ACTIVITY:
From the line containing "Keypoint placement for each instance of the green foliage: set" down to the last line of the data, output each line word for word and include nothing else.

RECORDS SUPPLIED:
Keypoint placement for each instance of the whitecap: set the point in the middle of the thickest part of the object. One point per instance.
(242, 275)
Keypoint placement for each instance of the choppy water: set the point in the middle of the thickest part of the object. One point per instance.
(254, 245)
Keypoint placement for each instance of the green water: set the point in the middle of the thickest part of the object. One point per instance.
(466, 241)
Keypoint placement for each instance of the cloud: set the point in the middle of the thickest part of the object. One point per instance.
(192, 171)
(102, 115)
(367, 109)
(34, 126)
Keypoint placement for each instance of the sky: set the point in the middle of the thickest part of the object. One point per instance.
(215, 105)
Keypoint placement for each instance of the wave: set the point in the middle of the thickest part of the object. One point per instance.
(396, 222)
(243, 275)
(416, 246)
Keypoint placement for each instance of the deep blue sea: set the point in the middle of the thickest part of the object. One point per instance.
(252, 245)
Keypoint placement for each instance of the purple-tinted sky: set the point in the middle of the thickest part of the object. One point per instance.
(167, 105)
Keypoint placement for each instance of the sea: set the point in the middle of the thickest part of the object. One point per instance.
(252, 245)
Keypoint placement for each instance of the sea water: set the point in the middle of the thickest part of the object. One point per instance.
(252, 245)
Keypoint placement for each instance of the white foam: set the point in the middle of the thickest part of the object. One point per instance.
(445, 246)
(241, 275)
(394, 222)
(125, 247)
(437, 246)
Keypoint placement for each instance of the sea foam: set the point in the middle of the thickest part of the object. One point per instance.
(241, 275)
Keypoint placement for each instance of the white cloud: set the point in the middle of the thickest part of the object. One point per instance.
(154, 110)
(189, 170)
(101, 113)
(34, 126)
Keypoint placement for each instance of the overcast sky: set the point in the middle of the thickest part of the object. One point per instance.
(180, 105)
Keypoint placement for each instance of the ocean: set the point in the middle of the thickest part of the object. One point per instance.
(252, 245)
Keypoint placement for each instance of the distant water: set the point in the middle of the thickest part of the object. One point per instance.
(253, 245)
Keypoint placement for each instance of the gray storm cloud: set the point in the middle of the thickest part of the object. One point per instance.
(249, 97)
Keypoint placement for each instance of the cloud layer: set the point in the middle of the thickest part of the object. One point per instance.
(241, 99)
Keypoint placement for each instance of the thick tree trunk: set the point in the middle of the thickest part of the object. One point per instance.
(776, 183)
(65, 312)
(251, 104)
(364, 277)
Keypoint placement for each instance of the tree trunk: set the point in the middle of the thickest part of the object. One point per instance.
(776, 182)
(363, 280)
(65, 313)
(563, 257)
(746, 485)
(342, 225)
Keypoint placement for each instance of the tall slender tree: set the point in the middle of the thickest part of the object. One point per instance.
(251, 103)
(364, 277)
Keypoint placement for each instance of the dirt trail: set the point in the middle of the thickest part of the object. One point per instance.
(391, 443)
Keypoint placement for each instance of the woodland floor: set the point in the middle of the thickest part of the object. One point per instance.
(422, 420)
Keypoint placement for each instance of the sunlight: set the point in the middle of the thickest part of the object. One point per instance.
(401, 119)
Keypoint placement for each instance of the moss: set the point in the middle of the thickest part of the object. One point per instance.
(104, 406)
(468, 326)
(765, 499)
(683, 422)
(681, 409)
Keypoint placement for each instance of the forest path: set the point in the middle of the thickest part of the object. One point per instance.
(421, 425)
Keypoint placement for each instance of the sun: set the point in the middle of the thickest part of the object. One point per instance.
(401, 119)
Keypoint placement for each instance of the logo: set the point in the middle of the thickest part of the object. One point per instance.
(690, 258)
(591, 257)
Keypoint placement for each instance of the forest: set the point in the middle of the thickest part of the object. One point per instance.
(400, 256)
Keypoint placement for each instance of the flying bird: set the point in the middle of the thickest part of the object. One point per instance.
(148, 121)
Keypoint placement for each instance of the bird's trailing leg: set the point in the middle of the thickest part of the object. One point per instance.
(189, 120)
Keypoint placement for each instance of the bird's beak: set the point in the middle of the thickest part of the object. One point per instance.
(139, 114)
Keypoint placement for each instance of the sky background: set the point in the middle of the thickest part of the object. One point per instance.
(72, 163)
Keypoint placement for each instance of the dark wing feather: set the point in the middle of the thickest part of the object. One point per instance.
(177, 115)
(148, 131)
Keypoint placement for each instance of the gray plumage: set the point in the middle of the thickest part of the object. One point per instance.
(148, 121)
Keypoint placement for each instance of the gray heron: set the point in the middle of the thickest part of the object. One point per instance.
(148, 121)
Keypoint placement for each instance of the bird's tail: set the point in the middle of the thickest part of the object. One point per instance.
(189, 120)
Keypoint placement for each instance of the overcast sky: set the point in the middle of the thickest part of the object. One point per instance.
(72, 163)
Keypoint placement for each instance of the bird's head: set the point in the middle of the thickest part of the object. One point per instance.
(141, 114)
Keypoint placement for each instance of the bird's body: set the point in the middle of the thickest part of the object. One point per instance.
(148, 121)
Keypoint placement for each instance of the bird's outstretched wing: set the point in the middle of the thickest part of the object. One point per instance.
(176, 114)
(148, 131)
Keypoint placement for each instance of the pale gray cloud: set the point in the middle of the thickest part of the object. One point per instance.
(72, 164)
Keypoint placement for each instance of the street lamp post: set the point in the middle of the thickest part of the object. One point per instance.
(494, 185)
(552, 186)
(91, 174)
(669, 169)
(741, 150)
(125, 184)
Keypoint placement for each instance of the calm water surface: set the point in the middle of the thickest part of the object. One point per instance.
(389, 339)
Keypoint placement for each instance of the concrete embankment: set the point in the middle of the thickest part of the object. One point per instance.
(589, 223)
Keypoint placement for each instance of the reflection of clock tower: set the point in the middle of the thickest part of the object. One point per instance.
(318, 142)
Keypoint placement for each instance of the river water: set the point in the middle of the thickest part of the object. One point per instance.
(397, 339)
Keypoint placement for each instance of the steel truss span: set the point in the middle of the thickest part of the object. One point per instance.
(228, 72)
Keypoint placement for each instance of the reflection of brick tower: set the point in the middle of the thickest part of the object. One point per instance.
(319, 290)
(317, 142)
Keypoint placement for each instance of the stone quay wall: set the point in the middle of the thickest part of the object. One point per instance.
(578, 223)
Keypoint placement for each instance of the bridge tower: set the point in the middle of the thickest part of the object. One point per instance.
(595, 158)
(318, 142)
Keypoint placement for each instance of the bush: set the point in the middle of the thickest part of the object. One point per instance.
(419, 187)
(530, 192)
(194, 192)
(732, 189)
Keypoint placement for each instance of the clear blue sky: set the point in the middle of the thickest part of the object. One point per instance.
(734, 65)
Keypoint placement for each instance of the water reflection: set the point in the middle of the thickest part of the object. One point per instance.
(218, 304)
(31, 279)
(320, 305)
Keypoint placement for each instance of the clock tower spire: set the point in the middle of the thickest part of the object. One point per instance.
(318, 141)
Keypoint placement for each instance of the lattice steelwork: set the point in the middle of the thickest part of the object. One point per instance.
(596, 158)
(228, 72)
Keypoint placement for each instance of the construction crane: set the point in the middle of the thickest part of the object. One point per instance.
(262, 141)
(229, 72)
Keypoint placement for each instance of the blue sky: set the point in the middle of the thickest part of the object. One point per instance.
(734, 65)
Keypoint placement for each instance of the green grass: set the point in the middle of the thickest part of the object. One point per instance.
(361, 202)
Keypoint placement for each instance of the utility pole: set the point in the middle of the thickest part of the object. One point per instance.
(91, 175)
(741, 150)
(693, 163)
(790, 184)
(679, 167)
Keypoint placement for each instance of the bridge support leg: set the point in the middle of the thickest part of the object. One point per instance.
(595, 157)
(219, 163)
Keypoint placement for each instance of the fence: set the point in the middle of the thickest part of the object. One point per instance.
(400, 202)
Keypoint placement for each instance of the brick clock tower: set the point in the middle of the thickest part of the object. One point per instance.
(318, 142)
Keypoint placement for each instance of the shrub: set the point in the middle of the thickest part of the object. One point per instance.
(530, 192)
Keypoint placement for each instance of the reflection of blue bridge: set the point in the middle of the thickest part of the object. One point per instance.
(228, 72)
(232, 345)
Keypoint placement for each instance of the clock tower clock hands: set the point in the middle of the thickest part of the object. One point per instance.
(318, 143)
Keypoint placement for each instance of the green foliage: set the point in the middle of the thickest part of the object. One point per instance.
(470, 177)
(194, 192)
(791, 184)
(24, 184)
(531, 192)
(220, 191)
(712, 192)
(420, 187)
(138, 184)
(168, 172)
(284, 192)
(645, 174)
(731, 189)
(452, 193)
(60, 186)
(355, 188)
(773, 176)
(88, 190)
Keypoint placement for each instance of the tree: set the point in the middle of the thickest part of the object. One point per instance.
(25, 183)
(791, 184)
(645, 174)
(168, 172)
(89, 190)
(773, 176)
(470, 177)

ANSWER TO THIS TASK:
Keypoint placement for each instance of the green foliage: set the point in the middle of the thickest part of the object. One point per instance.
(470, 177)
(194, 192)
(791, 184)
(24, 184)
(531, 192)
(220, 191)
(712, 192)
(420, 187)
(138, 184)
(168, 172)
(284, 192)
(645, 174)
(731, 189)
(452, 193)
(60, 186)
(355, 188)
(773, 176)
(88, 190)
Keypoint placement for each instance of the tree: set the point in the middle of the thickest part of the object. One point per instance.
(25, 183)
(791, 184)
(645, 174)
(168, 172)
(89, 190)
(773, 176)
(470, 177)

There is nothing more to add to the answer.